_TASKS TO CARRY OUT_
**A)** List every basic chemical that the article on the petrochemical duty exemption names as being on the zero-duty list.
**B)** Using the article on the petrochemical duty exemption, answer each of these briefly:
(i) Over what dates is the customs duty exemption in effect?
(ii) From which cess was ammonium nitrate exempted?
(iii) How many specified petrochemical feedstocks and polymers received the exemption?
**C)** Carry on the article on the petrochemical duty exemption from the point where it stops.

_TEXT SECTION_
######

Caught between a war-driven energy shock and the risk of higher inflation at home, the Centre has moved to make a critical set of imported petrochemicals cheaper, at least for the next three months.
In a gazette notification issued on April 1, 2026, the Ministry of Finance granted a full customs duty exemption on 40 specified petrochemical feedstocks and polymers, effective from April 2 to June 30, 2026.
The ministry called this a “temporary and targeted relief” to counter supply chain disruptions caused by the ongoing conflict in the Middle East.
The zero-duty list covered basic chemicals like anhydrous ammonia, methanol, acetic acid, phenol, toluene and styrene; intermediates like vinyl chloride and purified terephthalic acid (PTA); and a wide range of polymers such as polyethylene, polypropylene, polystyrene, PVC, PET chips, polycarbonate, ABS, SAN, polyurethanes and speciality resins. A separate order exempted ammonium nitrate from the Agriculture Infrastructure and Development Cess over the same period.
The finance ministry expects many Indian sectors to benefit from this, including plastics and packaging, textiles, pharmaceuticals, chemicals, automotive components and other manufacturing segments. Providing “relief to consumers of final products” is the goal, the Centre added.

######

_MATERIAL SHOWN_
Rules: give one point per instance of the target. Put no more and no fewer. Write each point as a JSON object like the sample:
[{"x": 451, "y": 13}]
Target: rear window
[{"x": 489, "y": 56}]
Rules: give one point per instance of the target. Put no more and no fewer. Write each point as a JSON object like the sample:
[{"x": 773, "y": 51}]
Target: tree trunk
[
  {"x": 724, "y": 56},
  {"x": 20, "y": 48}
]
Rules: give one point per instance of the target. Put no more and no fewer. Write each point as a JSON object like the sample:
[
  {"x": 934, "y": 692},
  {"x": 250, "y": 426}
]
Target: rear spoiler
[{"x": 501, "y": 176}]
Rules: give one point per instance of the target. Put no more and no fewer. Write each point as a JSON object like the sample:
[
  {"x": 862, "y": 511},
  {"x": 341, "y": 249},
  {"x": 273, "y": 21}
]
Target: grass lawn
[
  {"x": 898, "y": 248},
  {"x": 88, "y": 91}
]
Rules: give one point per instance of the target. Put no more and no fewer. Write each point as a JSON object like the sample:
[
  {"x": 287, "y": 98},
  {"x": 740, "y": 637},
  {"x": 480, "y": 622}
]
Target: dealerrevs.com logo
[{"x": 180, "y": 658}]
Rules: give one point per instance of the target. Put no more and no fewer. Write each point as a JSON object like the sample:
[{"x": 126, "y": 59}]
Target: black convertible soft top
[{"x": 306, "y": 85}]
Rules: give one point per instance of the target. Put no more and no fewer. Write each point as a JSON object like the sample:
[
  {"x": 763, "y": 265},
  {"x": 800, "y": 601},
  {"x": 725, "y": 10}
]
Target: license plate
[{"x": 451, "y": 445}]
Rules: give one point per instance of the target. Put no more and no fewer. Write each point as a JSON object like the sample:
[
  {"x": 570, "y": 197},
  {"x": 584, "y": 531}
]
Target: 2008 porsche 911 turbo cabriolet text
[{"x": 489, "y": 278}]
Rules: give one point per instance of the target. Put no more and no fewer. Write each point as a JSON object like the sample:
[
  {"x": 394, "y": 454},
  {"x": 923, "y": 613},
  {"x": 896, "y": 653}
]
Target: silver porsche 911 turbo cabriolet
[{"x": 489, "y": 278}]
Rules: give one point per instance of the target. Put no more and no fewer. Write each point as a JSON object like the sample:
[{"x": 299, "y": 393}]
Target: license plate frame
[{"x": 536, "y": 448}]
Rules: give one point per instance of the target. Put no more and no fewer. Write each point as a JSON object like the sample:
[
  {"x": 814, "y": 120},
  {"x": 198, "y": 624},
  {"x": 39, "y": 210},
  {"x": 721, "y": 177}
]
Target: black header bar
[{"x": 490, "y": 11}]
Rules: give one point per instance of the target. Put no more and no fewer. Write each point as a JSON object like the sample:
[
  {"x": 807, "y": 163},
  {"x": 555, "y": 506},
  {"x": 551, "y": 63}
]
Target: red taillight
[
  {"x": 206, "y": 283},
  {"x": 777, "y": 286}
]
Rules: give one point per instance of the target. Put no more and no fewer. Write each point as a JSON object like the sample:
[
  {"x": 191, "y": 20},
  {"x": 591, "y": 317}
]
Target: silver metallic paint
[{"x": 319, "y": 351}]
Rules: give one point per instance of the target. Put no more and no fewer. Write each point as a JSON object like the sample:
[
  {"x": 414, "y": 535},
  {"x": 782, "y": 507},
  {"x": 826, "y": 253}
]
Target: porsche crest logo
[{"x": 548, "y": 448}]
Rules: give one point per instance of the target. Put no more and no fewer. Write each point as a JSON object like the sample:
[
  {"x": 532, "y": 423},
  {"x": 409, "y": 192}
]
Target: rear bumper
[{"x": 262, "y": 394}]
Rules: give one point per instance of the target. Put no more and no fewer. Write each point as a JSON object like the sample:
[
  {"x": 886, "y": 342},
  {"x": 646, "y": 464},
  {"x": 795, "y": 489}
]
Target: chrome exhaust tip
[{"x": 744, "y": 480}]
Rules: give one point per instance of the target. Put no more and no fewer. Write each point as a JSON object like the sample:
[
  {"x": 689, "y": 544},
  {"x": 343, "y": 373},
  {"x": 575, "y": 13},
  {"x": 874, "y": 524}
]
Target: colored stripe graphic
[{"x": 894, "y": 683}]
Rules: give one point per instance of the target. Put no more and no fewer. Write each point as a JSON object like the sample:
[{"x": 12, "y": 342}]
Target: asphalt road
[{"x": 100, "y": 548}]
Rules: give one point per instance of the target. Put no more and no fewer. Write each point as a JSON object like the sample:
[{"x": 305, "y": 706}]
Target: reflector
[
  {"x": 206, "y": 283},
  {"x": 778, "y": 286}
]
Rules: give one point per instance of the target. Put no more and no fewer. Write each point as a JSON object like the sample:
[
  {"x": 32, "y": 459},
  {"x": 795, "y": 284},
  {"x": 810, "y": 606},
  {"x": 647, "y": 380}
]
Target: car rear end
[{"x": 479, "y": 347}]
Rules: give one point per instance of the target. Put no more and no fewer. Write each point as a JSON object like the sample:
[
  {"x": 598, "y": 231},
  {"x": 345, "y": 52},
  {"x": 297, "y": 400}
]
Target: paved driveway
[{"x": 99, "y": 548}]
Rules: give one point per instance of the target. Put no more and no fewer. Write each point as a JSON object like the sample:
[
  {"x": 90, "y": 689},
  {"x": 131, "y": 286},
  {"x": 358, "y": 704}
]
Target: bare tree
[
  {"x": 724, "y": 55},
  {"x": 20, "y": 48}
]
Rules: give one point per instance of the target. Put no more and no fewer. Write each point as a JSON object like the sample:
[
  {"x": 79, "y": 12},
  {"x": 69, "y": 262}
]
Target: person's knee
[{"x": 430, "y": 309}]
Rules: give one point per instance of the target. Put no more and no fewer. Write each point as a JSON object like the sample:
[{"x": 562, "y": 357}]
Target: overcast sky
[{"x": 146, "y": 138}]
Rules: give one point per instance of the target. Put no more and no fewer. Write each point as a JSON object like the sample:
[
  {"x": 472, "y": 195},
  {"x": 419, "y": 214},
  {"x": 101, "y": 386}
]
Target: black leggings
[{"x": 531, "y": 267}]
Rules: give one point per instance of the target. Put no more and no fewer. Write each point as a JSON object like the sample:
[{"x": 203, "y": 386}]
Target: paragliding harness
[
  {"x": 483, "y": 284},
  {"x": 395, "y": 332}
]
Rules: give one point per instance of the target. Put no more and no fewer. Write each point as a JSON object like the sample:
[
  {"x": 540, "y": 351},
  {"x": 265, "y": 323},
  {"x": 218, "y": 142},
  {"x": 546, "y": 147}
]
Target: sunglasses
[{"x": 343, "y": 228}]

######

_RESULTS OF THE TASKS_
**A)** Anhydrous ammonia, methanol, acetic acid, phenol, toluene, styrene

**B)**
(i) April 2 to June 30, 2026
(ii) The Agriculture Infrastructure and Development Cess
(iii) 40

**C)**
Cheaper imported basic chemicals can soften cost pressures for everything from polyester garments and PET bottles to car parts, paints, detergents and some medicines, cutting the impact of higher global prices to the customer.
But all is not hunky-dory. The Centre forgoing customs revenue at a time when war-driven crude and gas prices are already straining the fiscal position seems like a trade-off it deemed justified in the short run.
But this move cannot be sustained indefinitely. It also tilts the playing field in favour of imports, possibly going against the “Aatmanirbhar Bharat” policy narrative that was focused on building domestic petrochemical capacity.